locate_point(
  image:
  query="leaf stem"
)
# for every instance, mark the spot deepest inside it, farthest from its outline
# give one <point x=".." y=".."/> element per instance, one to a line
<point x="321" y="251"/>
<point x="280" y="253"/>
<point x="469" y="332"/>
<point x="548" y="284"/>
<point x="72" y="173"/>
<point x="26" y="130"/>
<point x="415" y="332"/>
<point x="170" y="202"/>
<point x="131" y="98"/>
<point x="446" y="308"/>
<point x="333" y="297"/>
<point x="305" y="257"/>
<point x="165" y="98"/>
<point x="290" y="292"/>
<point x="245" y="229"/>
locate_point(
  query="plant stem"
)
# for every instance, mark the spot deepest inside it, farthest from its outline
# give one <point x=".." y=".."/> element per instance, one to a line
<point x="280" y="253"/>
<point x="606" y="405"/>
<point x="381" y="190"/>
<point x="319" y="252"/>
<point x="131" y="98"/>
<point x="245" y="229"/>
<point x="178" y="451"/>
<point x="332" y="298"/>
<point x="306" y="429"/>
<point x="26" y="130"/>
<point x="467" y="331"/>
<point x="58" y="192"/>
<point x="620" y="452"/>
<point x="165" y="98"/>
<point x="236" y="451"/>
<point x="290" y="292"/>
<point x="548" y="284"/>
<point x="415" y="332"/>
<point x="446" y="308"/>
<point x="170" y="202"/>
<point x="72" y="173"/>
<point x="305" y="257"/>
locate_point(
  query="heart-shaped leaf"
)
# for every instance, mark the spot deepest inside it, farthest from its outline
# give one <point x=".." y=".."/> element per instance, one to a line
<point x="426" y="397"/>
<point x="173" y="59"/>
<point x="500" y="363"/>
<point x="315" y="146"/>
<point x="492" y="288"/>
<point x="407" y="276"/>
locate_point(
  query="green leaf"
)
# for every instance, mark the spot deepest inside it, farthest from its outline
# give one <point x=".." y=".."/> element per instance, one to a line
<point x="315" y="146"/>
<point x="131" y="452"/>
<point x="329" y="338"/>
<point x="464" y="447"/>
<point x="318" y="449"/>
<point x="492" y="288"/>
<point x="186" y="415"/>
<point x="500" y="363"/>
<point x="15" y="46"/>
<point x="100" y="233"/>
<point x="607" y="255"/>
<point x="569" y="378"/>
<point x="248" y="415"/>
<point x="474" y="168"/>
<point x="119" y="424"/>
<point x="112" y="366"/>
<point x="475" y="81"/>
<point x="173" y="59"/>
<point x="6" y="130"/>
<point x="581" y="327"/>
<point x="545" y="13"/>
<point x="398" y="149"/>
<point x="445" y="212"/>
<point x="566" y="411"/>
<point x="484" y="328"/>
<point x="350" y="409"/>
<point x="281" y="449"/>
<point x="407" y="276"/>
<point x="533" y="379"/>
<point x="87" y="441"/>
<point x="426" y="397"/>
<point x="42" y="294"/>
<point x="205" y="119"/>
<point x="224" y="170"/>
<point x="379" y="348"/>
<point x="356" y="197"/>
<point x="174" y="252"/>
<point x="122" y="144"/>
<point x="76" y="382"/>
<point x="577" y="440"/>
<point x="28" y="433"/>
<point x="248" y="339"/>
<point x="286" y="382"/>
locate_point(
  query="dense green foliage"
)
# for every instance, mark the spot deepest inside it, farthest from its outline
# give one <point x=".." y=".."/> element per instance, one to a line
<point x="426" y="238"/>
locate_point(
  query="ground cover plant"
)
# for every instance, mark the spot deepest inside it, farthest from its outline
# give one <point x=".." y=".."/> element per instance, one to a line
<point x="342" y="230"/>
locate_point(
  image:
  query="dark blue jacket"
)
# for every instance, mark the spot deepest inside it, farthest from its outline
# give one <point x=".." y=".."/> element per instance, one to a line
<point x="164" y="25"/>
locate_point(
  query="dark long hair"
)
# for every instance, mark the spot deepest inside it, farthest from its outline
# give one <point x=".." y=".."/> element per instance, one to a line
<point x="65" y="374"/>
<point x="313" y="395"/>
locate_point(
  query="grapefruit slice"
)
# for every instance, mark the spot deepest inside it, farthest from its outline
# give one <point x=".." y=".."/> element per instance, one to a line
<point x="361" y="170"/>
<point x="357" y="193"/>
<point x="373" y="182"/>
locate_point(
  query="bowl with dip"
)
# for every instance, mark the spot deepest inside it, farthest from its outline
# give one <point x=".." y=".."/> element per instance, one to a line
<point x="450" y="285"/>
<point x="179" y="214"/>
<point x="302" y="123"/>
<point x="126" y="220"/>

——

— EXERCISE DETAILS —
Copy out every line from the rows above that contains the word "leaf", leaving out all other lines.

— ANSWER TO THE TASK —
  query="leaf stem"
  query="heart-shaped leaf"
  query="green leaf"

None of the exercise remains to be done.